== DATA RECORDS ==
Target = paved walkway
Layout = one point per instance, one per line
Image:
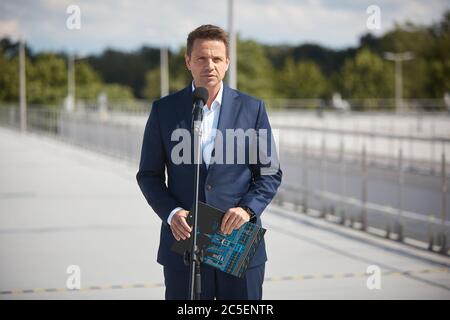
(61, 205)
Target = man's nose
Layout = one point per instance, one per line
(210, 64)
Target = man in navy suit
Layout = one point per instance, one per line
(242, 189)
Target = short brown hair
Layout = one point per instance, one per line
(208, 32)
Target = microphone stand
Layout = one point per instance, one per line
(195, 256)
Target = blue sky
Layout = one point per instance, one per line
(127, 24)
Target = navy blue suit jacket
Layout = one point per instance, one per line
(222, 185)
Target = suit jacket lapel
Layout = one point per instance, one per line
(185, 121)
(229, 111)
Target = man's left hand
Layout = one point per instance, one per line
(233, 219)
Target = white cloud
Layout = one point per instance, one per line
(9, 28)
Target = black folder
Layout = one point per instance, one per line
(230, 253)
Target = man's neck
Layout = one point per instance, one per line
(213, 92)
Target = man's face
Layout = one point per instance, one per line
(208, 62)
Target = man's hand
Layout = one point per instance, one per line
(178, 225)
(234, 218)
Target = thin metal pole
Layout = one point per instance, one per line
(400, 195)
(305, 177)
(23, 93)
(364, 189)
(164, 60)
(232, 71)
(444, 205)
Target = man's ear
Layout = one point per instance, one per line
(187, 61)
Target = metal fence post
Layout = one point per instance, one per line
(341, 211)
(323, 180)
(364, 189)
(443, 240)
(305, 177)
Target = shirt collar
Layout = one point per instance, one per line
(217, 101)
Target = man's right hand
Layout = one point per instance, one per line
(178, 225)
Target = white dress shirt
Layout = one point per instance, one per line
(209, 129)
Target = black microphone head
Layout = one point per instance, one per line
(200, 93)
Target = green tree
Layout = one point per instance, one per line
(367, 76)
(301, 80)
(255, 72)
(9, 78)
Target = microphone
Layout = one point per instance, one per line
(200, 97)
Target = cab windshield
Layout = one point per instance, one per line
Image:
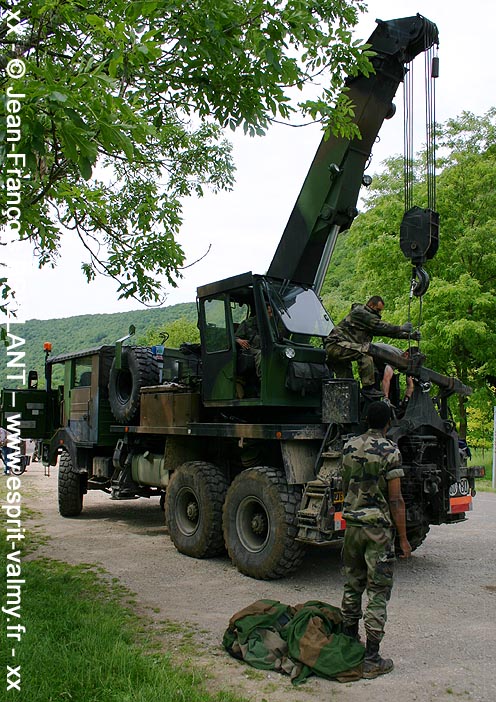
(299, 308)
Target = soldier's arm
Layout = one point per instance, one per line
(397, 506)
(372, 323)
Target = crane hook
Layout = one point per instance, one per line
(420, 282)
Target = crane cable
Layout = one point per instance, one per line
(431, 73)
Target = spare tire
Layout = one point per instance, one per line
(138, 369)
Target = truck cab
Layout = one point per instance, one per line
(285, 364)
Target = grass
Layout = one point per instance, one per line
(483, 458)
(84, 641)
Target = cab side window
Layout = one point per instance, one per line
(216, 330)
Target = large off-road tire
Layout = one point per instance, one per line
(70, 488)
(193, 509)
(259, 520)
(138, 370)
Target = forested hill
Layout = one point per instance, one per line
(85, 332)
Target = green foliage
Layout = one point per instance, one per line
(123, 106)
(175, 333)
(458, 315)
(90, 331)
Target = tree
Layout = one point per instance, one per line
(120, 107)
(458, 314)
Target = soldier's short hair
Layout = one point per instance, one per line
(378, 415)
(375, 300)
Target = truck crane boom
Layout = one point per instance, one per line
(327, 202)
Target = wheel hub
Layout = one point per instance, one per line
(252, 524)
(192, 511)
(259, 524)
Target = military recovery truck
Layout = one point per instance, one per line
(243, 448)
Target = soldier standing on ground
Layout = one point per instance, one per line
(373, 506)
(350, 339)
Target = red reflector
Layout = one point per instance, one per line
(460, 504)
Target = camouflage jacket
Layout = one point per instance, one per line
(361, 325)
(369, 461)
(249, 330)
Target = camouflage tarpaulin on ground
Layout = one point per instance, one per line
(300, 641)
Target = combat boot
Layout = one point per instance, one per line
(373, 664)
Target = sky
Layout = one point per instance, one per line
(243, 227)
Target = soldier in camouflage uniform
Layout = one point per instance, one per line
(248, 338)
(349, 341)
(373, 506)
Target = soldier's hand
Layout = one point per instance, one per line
(405, 548)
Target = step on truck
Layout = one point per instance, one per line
(243, 447)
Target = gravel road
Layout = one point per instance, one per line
(441, 631)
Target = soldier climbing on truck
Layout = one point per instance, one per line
(350, 341)
(258, 475)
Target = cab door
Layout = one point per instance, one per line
(34, 412)
(218, 354)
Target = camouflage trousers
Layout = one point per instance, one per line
(339, 358)
(368, 556)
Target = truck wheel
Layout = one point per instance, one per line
(260, 523)
(138, 369)
(193, 509)
(70, 488)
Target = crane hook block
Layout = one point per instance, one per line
(420, 281)
(419, 234)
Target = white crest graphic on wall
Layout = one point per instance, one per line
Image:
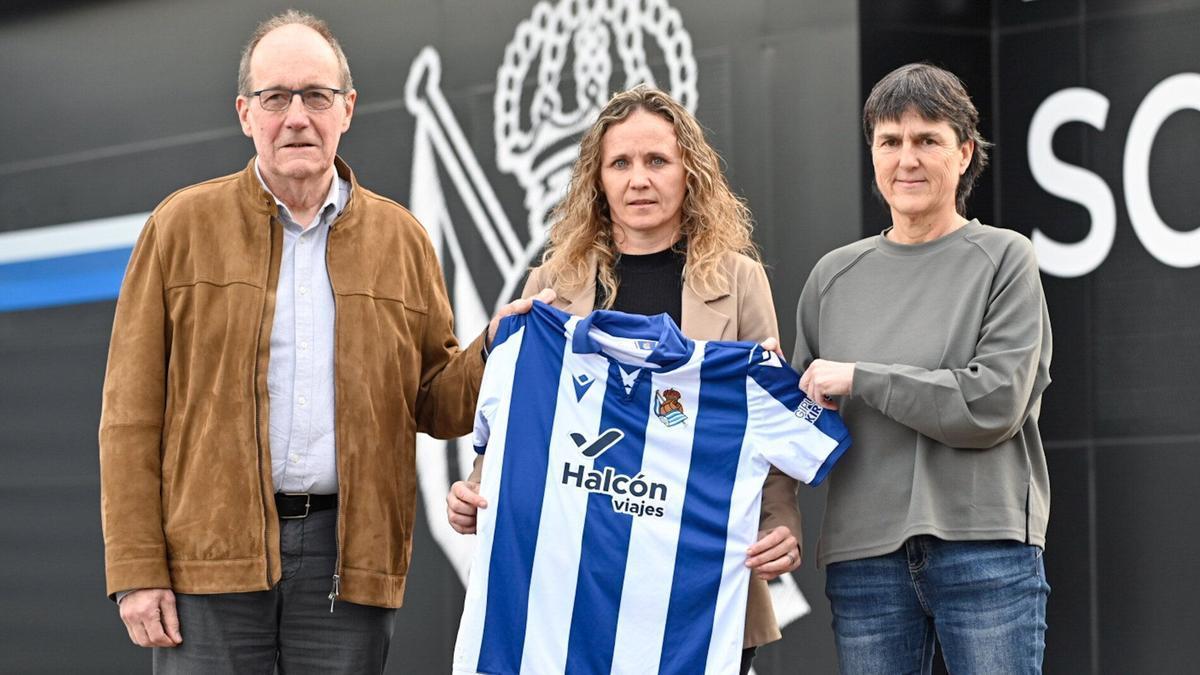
(559, 69)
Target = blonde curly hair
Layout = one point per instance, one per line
(714, 219)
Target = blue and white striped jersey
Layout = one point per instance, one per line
(623, 471)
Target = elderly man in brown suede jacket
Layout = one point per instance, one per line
(281, 336)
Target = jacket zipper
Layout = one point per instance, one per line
(336, 590)
(258, 436)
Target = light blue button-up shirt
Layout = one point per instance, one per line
(300, 375)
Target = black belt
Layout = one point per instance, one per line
(300, 505)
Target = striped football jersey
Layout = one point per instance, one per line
(623, 471)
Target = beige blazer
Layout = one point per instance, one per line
(743, 310)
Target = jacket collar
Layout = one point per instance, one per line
(702, 318)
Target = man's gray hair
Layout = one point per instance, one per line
(280, 21)
(936, 95)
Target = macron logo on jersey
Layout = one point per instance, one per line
(597, 448)
(618, 487)
(582, 383)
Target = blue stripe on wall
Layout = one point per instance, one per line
(606, 532)
(67, 280)
(519, 513)
(700, 557)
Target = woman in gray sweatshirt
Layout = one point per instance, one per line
(934, 341)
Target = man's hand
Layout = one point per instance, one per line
(462, 506)
(517, 306)
(775, 553)
(150, 617)
(825, 380)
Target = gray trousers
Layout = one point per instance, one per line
(287, 629)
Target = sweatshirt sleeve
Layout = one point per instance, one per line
(131, 425)
(984, 402)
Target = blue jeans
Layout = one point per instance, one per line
(984, 602)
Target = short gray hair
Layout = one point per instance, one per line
(937, 95)
(289, 18)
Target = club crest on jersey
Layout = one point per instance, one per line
(809, 411)
(582, 383)
(669, 408)
(634, 495)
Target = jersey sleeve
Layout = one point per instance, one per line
(497, 377)
(787, 428)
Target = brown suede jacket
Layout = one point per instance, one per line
(186, 491)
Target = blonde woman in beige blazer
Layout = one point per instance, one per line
(647, 183)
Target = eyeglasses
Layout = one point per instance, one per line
(279, 100)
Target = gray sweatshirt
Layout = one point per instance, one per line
(952, 347)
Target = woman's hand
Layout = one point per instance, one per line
(825, 380)
(462, 506)
(775, 553)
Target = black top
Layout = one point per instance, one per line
(649, 284)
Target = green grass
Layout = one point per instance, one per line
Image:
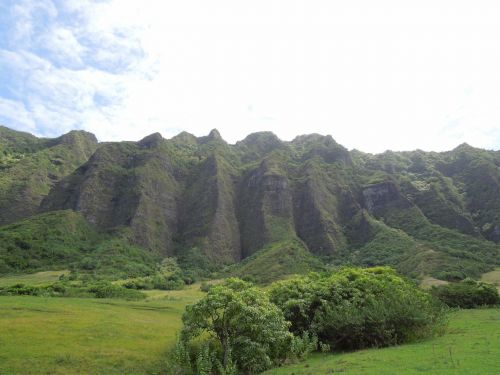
(90, 336)
(34, 279)
(470, 346)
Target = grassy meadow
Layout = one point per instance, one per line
(40, 335)
(90, 336)
(470, 347)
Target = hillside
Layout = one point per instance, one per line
(215, 204)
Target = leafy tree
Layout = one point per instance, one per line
(242, 325)
(356, 308)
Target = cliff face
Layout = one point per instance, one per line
(31, 167)
(231, 201)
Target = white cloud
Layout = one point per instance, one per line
(386, 75)
(17, 115)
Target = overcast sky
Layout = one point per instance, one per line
(375, 75)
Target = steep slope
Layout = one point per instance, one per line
(31, 167)
(212, 204)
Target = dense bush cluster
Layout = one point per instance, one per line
(358, 308)
(467, 294)
(60, 289)
(237, 327)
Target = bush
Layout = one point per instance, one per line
(357, 308)
(236, 328)
(108, 290)
(467, 294)
(205, 287)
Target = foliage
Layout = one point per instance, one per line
(238, 326)
(467, 294)
(64, 289)
(357, 308)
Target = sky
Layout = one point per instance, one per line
(399, 75)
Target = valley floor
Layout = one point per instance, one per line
(470, 347)
(94, 336)
(89, 336)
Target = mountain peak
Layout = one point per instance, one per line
(214, 134)
(152, 140)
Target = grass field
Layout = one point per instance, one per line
(471, 346)
(98, 336)
(89, 336)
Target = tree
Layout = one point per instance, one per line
(248, 329)
(356, 308)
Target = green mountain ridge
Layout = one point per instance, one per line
(426, 213)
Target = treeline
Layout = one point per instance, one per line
(239, 328)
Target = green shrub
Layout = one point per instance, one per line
(235, 327)
(467, 294)
(108, 290)
(357, 308)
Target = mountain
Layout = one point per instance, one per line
(212, 204)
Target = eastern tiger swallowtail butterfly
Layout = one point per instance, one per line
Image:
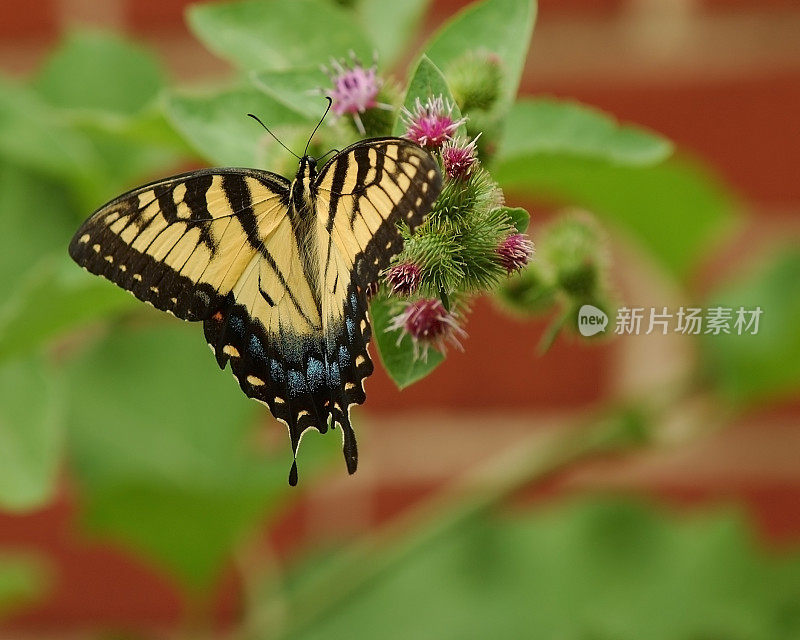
(277, 271)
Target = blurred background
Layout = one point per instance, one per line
(700, 509)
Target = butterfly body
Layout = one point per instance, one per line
(277, 271)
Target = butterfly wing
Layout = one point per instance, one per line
(365, 192)
(182, 243)
(362, 196)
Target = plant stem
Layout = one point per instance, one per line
(465, 498)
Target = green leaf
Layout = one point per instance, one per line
(502, 27)
(23, 579)
(398, 359)
(217, 126)
(31, 136)
(608, 570)
(37, 220)
(83, 150)
(427, 81)
(391, 25)
(753, 368)
(31, 434)
(547, 126)
(273, 34)
(95, 70)
(295, 89)
(676, 210)
(164, 449)
(519, 217)
(56, 296)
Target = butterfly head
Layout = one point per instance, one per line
(301, 186)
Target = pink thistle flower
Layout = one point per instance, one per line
(459, 157)
(431, 124)
(355, 88)
(404, 278)
(515, 252)
(428, 323)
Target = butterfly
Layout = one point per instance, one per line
(278, 271)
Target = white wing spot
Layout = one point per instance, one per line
(230, 350)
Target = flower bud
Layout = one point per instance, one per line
(404, 278)
(432, 124)
(458, 157)
(475, 80)
(515, 251)
(428, 324)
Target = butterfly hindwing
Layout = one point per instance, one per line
(181, 243)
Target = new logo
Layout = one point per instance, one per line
(591, 320)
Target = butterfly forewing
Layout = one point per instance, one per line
(182, 243)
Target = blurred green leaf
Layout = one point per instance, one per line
(547, 126)
(86, 153)
(273, 34)
(55, 297)
(44, 293)
(502, 27)
(295, 89)
(33, 137)
(164, 446)
(398, 359)
(519, 217)
(676, 210)
(427, 81)
(749, 368)
(37, 221)
(23, 579)
(218, 127)
(391, 25)
(31, 434)
(603, 571)
(96, 70)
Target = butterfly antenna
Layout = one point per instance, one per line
(330, 102)
(257, 119)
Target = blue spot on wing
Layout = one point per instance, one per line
(257, 349)
(297, 383)
(344, 357)
(335, 378)
(276, 371)
(315, 374)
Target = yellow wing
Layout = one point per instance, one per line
(362, 196)
(182, 243)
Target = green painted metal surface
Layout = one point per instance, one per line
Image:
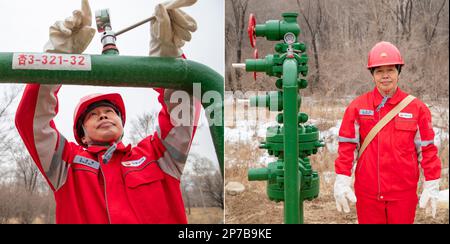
(133, 71)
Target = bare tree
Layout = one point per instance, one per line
(433, 12)
(403, 13)
(208, 180)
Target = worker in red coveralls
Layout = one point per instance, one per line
(387, 172)
(101, 180)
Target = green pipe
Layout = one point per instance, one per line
(290, 119)
(132, 71)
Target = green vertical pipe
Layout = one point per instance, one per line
(133, 71)
(290, 119)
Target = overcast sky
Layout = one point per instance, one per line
(24, 28)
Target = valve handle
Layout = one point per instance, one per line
(255, 56)
(251, 29)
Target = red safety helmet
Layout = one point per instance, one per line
(384, 53)
(113, 99)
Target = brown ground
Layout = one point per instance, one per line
(253, 206)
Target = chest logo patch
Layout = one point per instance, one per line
(134, 163)
(86, 161)
(405, 115)
(365, 112)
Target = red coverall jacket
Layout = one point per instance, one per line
(138, 185)
(389, 168)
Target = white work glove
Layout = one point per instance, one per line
(72, 35)
(430, 194)
(342, 192)
(171, 28)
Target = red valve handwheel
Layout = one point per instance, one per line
(251, 29)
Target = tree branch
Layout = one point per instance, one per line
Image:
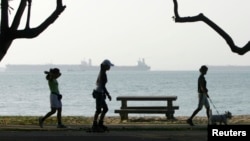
(221, 32)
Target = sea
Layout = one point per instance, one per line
(26, 93)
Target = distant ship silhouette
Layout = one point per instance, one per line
(83, 66)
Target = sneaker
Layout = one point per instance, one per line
(40, 121)
(190, 122)
(61, 126)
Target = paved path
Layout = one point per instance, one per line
(117, 133)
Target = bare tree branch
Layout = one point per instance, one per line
(9, 34)
(221, 32)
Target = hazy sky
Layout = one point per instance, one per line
(127, 30)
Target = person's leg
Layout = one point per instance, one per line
(59, 119)
(104, 111)
(196, 111)
(59, 116)
(52, 111)
(42, 119)
(97, 112)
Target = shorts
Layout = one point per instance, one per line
(55, 102)
(203, 100)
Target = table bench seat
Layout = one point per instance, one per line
(168, 110)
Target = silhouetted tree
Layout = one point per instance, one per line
(8, 33)
(221, 32)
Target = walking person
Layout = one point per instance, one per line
(203, 94)
(100, 93)
(55, 97)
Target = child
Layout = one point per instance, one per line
(55, 97)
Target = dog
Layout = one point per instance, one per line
(214, 119)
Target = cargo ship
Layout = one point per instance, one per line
(83, 66)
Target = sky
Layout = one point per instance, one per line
(125, 31)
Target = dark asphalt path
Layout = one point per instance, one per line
(183, 135)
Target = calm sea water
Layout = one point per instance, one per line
(27, 93)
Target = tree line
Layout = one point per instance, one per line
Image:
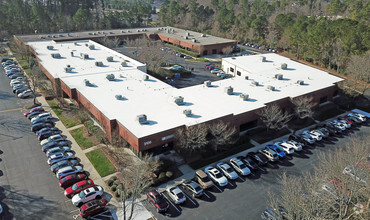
(325, 33)
(45, 16)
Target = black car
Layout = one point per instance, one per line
(37, 126)
(250, 163)
(258, 158)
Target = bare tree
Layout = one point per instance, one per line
(328, 193)
(192, 138)
(303, 106)
(222, 134)
(274, 117)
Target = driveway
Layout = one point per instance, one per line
(28, 189)
(246, 197)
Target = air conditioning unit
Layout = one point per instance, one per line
(179, 100)
(244, 96)
(55, 55)
(187, 112)
(208, 83)
(99, 63)
(272, 88)
(279, 76)
(229, 90)
(110, 77)
(110, 59)
(142, 119)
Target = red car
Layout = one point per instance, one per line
(69, 180)
(158, 201)
(93, 207)
(78, 187)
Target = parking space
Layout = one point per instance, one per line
(245, 197)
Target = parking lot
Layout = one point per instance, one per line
(246, 197)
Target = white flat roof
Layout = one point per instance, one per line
(155, 98)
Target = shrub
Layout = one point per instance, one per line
(113, 188)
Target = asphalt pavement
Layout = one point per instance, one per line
(28, 189)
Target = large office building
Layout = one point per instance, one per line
(146, 112)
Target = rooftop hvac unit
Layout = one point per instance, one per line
(98, 63)
(110, 59)
(179, 100)
(110, 77)
(55, 55)
(229, 90)
(68, 69)
(272, 88)
(142, 119)
(279, 76)
(187, 112)
(244, 96)
(207, 83)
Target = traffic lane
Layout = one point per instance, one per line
(249, 198)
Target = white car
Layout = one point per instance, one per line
(239, 166)
(314, 134)
(43, 115)
(288, 148)
(176, 194)
(55, 138)
(296, 146)
(216, 176)
(87, 195)
(65, 171)
(227, 170)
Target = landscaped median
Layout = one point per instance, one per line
(101, 163)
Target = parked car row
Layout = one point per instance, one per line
(19, 82)
(63, 163)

== TASK TO COMPLETE ==
Copy the items exactly, starting at the line that contains "Target = asphalt pavement" and ending at the last line of the items, including both of those lines.

== OUTPUT ==
Target = asphalt pavement
Layout = one point per instance, one per line
(28, 189)
Target = large office building
Layout = one point per instance, one per line
(146, 112)
Target = rooftop hvac unit
Layout = one point per instance, one per line
(98, 63)
(110, 59)
(179, 100)
(110, 77)
(55, 55)
(229, 90)
(68, 69)
(272, 88)
(142, 119)
(279, 76)
(187, 112)
(244, 96)
(207, 83)
Target = traffic lane
Layout = one point per instance, one per line
(249, 198)
Target = white car
Layout = one point per instance, one per line
(239, 166)
(314, 134)
(43, 115)
(288, 148)
(176, 194)
(55, 138)
(296, 146)
(216, 176)
(87, 195)
(65, 171)
(227, 170)
Target = landscaped median
Layout = one point per instance, one per line
(101, 163)
Target = parked car row
Layout = one point per instance, one per line
(19, 82)
(63, 163)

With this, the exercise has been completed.